> SET PROBLEM 1:
Answer these questions using the excerpt on clock calibration:
(a) What kind of clock does Hyper-V give guest VMs, and what is it based on?
(b) What ratio of cycles per nanosecond did the calibration code produce when that clock was used?
(c) What does the reply guess could be causing the problem?
> SET PROBLEM 2:
From the excerpt on clock calibration, echo everything from "Thanks very much" down to "it should be." word for word.

Thanks very much for this data point and information!

> 
> Hyper-V provides guest VMs with a synthetic clock (that is based
> on the TSC). As an experiment, I used that clock in the early time
> calibration, and everything worked properly. The calibration code
> produced delta nanoseconds and delta cycles that were exactly
> 2.918 cycles/nsec, and the transition from Stage A to Stage B was
> correct -- no cases of a smaller timestamp following a larger
> timestamp. So my conclusion is that the calibration is indeed
> problematic, though I haven't identified why the nanoseconds
> delta from local_clock() is smaller than it should be.

I'll do a deep dive on my calibration math and see if I can
figure out the problem.  One guess I have is that it could
be an error in precision due to not enough time accumulating in local_clock
before the start of calibration.  I plan to move the calibration start around,
as well as compare the math from my calibration with the one done by 
local_clock() to try to figure out the discrepancy.
 
> >
> > Idea: A solution might be to start calibration when printk()

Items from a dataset
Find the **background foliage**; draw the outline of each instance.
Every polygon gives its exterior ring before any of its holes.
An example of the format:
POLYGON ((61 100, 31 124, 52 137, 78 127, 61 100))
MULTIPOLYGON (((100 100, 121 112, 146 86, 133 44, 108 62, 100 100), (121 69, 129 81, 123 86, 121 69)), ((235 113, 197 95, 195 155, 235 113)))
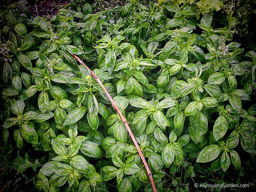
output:
POLYGON ((50 18, 31 17, 25 1, 5 7, 3 190, 151 190, 119 116, 68 52, 114 98, 159 191, 194 190, 195 182, 253 188, 254 6, 253 1, 131 0, 94 11, 74 1, 50 18))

> WRITTEN SOLUTION 1:
(a) A synthetic clock, based on the TSC.
(b) Exactly 2.918 cycles/nsec.
(c) An error in precision caused by not enough time accumulating in local_clock before calibration starts.

> WRITTEN SOLUTION 2:
Thanks very much for this data point and information!

> 
> Hyper-V provides guest VMs with a synthetic clock (that is based
> on the TSC). As an experiment, I used that clock in the early time
> calibration, and everything worked properly. The calibration code
> produced delta nanoseconds and delta cycles that were exactly
> 2.918 cycles/nsec, and the transition from Stage A to Stage B was
> correct -- no cases of a smaller timestamp following a larger
> timestamp. So my conclusion is that the calibration is indeed
> problematic, though I haven't identified why the nanoseconds
> delta from local_clock() is smaller than it should be.